* BEGIN DATA FOR THIS TASK *

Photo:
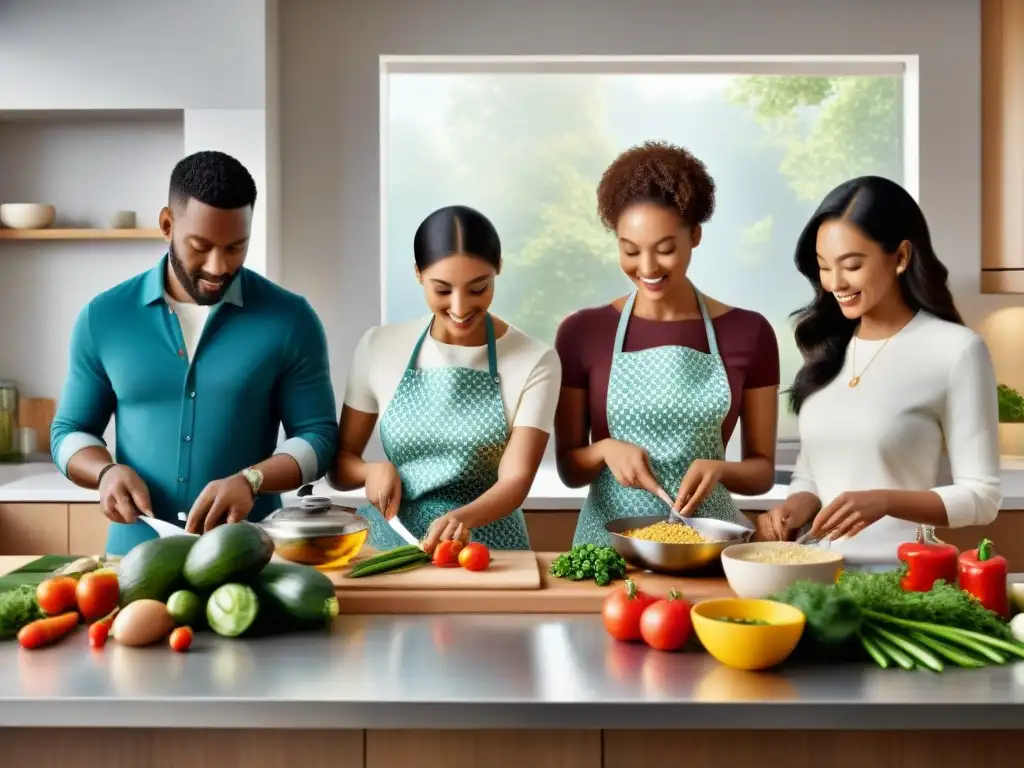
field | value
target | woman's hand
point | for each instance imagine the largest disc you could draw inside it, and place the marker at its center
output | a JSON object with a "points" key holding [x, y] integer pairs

* END DATA FOR THIS TASK *

◆ WHAT IS NEEDED
Convert every line of the listing above into a numbered list, skipping blank lines and leaving out the pictures.

◆ COMPLETED EXERCISE
1. Photo:
2. field | value
3. target | woman's hand
4. point | for each instance imagine the largest disc you could draw inside it, and place the marker at its center
5. output | a JSON object with a "points" key holding [x, y] integer pairs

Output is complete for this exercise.